Reproduce the data exactly. Omit no record.

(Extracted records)
------------------------------------------------------------
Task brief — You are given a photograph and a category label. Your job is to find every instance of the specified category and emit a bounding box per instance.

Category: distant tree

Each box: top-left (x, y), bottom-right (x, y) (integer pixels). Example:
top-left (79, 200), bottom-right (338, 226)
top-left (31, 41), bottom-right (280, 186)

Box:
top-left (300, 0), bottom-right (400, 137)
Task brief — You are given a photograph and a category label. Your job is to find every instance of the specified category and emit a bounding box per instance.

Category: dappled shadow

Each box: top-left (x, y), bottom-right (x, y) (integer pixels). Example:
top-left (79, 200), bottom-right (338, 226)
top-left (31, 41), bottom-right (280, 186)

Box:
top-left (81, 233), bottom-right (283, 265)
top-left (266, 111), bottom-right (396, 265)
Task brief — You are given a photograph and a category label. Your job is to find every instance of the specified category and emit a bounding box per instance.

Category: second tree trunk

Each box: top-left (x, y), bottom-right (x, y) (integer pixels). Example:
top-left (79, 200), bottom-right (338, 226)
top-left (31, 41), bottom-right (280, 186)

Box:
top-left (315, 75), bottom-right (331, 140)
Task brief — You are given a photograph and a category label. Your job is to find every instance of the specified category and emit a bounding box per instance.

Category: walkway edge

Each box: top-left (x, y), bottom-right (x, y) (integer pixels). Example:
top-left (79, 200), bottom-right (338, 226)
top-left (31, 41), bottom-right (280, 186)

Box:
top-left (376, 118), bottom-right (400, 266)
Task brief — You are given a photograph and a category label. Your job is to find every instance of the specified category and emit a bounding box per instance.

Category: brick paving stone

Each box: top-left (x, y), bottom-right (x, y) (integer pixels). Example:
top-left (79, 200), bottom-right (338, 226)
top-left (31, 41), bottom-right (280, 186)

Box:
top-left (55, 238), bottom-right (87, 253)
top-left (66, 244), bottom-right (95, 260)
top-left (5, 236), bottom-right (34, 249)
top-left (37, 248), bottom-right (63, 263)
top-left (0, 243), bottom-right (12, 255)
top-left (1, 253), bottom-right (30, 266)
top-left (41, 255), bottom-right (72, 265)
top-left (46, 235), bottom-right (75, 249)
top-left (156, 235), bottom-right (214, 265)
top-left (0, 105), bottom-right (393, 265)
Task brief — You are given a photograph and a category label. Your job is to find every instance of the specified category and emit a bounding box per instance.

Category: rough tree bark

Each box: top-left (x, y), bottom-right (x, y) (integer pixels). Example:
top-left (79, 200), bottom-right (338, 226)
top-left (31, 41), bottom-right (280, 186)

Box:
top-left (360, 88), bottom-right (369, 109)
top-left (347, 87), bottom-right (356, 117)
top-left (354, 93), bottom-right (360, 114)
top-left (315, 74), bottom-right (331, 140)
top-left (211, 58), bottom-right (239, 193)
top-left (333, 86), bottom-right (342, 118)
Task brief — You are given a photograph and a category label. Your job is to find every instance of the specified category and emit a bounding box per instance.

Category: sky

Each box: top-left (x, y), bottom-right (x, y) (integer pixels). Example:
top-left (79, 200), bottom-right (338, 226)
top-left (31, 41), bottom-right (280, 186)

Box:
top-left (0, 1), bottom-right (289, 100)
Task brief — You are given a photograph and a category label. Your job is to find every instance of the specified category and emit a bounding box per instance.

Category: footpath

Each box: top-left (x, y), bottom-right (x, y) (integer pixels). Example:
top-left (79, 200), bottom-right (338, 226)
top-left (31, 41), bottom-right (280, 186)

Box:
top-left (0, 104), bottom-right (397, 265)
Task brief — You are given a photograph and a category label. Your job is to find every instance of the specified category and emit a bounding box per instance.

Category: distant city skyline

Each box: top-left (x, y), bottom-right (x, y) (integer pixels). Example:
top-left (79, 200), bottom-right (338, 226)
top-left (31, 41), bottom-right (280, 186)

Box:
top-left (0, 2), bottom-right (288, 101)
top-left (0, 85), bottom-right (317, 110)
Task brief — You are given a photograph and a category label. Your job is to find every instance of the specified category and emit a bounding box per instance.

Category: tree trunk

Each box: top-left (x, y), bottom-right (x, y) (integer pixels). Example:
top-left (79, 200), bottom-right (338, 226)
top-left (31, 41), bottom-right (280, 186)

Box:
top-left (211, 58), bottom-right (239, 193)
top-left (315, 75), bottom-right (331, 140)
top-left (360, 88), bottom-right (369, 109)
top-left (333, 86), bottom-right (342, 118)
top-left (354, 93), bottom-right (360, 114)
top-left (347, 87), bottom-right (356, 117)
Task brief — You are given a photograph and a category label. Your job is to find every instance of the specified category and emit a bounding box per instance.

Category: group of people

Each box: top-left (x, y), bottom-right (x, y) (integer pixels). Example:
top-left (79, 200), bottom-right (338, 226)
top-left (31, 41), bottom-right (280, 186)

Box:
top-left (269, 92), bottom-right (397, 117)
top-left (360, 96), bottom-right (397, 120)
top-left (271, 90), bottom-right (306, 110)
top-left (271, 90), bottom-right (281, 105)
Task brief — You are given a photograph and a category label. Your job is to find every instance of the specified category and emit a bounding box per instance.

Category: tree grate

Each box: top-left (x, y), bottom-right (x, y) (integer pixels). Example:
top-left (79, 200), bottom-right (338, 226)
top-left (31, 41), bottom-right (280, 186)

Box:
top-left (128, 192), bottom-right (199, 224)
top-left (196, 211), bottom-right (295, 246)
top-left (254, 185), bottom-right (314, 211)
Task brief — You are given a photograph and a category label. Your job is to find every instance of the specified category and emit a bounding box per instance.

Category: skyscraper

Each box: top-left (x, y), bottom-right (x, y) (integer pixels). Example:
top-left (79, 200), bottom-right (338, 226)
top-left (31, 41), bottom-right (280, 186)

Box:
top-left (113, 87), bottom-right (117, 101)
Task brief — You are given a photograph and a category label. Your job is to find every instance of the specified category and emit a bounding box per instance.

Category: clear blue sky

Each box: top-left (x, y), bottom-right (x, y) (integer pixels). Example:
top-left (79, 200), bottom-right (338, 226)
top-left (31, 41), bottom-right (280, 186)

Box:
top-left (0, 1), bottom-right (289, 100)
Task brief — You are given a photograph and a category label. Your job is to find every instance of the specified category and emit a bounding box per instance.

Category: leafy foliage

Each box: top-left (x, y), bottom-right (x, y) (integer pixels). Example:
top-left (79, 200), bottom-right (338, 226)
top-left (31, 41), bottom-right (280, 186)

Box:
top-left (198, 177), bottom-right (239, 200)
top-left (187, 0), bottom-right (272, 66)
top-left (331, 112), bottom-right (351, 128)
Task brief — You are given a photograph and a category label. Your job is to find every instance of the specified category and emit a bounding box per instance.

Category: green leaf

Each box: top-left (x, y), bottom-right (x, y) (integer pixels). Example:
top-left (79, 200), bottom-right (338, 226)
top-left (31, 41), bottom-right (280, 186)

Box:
------------------------------------------------------------
- PROBLEM SOLUTION
Task brief — You are given a photograph and a category label. Your job is to find every instance of the specified category and emit a bounding box per instance.

Category: distant tree

Each box: top-left (x, y), bottom-right (x, y) (integer pixels). Example:
top-left (79, 200), bottom-right (338, 226)
top-left (31, 41), bottom-right (280, 186)

Box:
top-left (300, 0), bottom-right (400, 137)
Task brief — You are given a photograph and a category label. Your job is to find every instance of the specified category and emit a bounding box per instance.

Category: dappled shadow

Each box: top-left (x, y), bottom-right (x, y) (integer pixels). Example:
top-left (79, 200), bottom-right (338, 226)
top-left (31, 41), bottom-right (280, 186)

Box:
top-left (81, 233), bottom-right (283, 265)
top-left (266, 111), bottom-right (396, 265)
Task brief — You are given a photograph and a category label. Your job is to find every instance of the specified category and emit a bounding box per instance.

Category: second tree trunk

Each box: top-left (x, y), bottom-right (x, y) (integer pixels). Example:
top-left (79, 200), bottom-right (338, 226)
top-left (31, 41), bottom-right (280, 186)

Box:
top-left (315, 75), bottom-right (331, 140)
Task brief — You are given a photograph and a category label. Your job is to find every instance of the specified category and emit a bounding box per instance.

Category: walkway edge

Each box: top-left (x, y), bottom-right (x, y) (integer pixels). Example:
top-left (79, 200), bottom-right (338, 226)
top-left (31, 41), bottom-right (280, 186)

Box:
top-left (376, 118), bottom-right (400, 266)
Task brief — You are given a photograph and a category label. Your job is to find every instance of the specified category and emit a bounding box per instance.

Category: brick paving stone

Each box: top-left (x, y), bottom-right (x, y) (integer pixels). Example:
top-left (79, 200), bottom-right (338, 226)
top-left (31, 41), bottom-right (280, 186)

Box:
top-left (55, 238), bottom-right (87, 253)
top-left (66, 244), bottom-right (95, 260)
top-left (5, 236), bottom-right (34, 249)
top-left (37, 248), bottom-right (63, 263)
top-left (0, 243), bottom-right (12, 255)
top-left (1, 253), bottom-right (30, 266)
top-left (41, 255), bottom-right (72, 265)
top-left (46, 235), bottom-right (75, 249)
top-left (156, 235), bottom-right (214, 265)
top-left (0, 105), bottom-right (393, 265)
Task brief — You are given a photograph and a category label. Your job is to find every instance of the specified category and emit a bounding box per instance.

Category: rough tree bark

Each box: top-left (x, y), bottom-right (x, y) (integer pixels). Example:
top-left (79, 200), bottom-right (338, 226)
top-left (31, 41), bottom-right (280, 186)

Box:
top-left (360, 88), bottom-right (369, 109)
top-left (347, 87), bottom-right (356, 117)
top-left (354, 93), bottom-right (360, 114)
top-left (315, 74), bottom-right (331, 140)
top-left (211, 58), bottom-right (239, 193)
top-left (333, 86), bottom-right (342, 118)
Task brief — You are given a photograph and a category label. Your job is to find every instance of the specified category and emit a bounding box per instance.

Category: sky

Each box: top-left (x, y), bottom-right (x, y) (integer pixels). Example:
top-left (79, 200), bottom-right (338, 226)
top-left (31, 41), bottom-right (280, 186)

Box:
top-left (0, 1), bottom-right (289, 100)
Task brief — You are given a photograph and a category label. Your job is to find every instance of the specified category and emit a bounding box per instance.

Category: footpath

Each box: top-left (x, y), bottom-right (x, y) (integer pixels). Example:
top-left (79, 200), bottom-right (338, 226)
top-left (31, 41), bottom-right (280, 186)

Box:
top-left (0, 104), bottom-right (397, 265)
Task brief — You are given a photograph and a category label. Your job is to find every instance of the specified category and emit a bounding box per instance.

Category: distant city skyline

Each box: top-left (x, y), bottom-right (x, y) (integer pixels). Example:
top-left (79, 200), bottom-right (338, 226)
top-left (31, 41), bottom-right (280, 186)

Box:
top-left (0, 2), bottom-right (288, 101)
top-left (0, 85), bottom-right (317, 110)
Task brief — You are given a photograph and a category label. Your job is to find every instance of the specified category and emit a bounding box per instance.

Category: tree trunk

Each box: top-left (x, y), bottom-right (x, y) (integer pixels). Example:
top-left (79, 200), bottom-right (338, 226)
top-left (31, 41), bottom-right (280, 186)

Box:
top-left (211, 58), bottom-right (239, 193)
top-left (315, 75), bottom-right (331, 140)
top-left (360, 88), bottom-right (369, 109)
top-left (333, 86), bottom-right (342, 118)
top-left (354, 93), bottom-right (360, 114)
top-left (347, 87), bottom-right (356, 117)
Task brief — You are given a photograph and a category label. Your job is to find every instance of the specified category and emit a bounding box per instance.

Category: group of people

Each box: top-left (x, y), bottom-right (x, y) (integer pixels). Example:
top-left (79, 200), bottom-right (338, 226)
top-left (31, 41), bottom-right (280, 186)

Box:
top-left (269, 92), bottom-right (397, 117)
top-left (360, 96), bottom-right (397, 120)
top-left (271, 90), bottom-right (306, 110)
top-left (271, 90), bottom-right (281, 105)
Task brief — You are given a photograph and a category label. Your job is to find every instance of the specified category and emit a bounding box per instance.

Category: tree grate

Each box: top-left (x, y), bottom-right (x, y) (integer pixels). Example:
top-left (79, 200), bottom-right (338, 226)
top-left (31, 41), bottom-right (280, 186)

Box:
top-left (128, 192), bottom-right (199, 224)
top-left (196, 211), bottom-right (295, 246)
top-left (254, 185), bottom-right (314, 211)
Task brief — You are given a photograph and a category label. Your job is to find every instance of the specified category and emit a bounding box per instance.

Category: skyscraper

Each box: top-left (x, y), bottom-right (x, y) (integer pixels). Example:
top-left (79, 200), bottom-right (338, 226)
top-left (31, 41), bottom-right (280, 186)

Box:
top-left (113, 87), bottom-right (117, 101)
Task brief — You are given a photograph and a category label. Your job is to find every instance of the specified category and emit a bounding box per instance.

Category: clear blue sky

Each box: top-left (x, y), bottom-right (x, y) (integer pixels). Example:
top-left (79, 200), bottom-right (338, 226)
top-left (31, 41), bottom-right (280, 186)

Box:
top-left (0, 1), bottom-right (289, 100)
Task brief — You are given a photograph and a category label. Your job is to find every instance of the specified category and emit a bounding box per instance.

Category: leafy foliage

Each box: top-left (x, y), bottom-right (x, y) (integer pixels). Example:
top-left (79, 200), bottom-right (338, 226)
top-left (31, 41), bottom-right (280, 186)

Box:
top-left (198, 177), bottom-right (239, 200)
top-left (187, 0), bottom-right (272, 66)
top-left (331, 112), bottom-right (351, 128)
Task brief — You are given a photograph and a category label. Your job is to find every instance of the specified category and emit a bounding box per instance.

Category: green leaf

Each box: top-left (x, y), bottom-right (x, y) (integer pixels). Example:
top-left (79, 200), bottom-right (338, 226)
top-left (31, 41), bottom-right (280, 186)

Box:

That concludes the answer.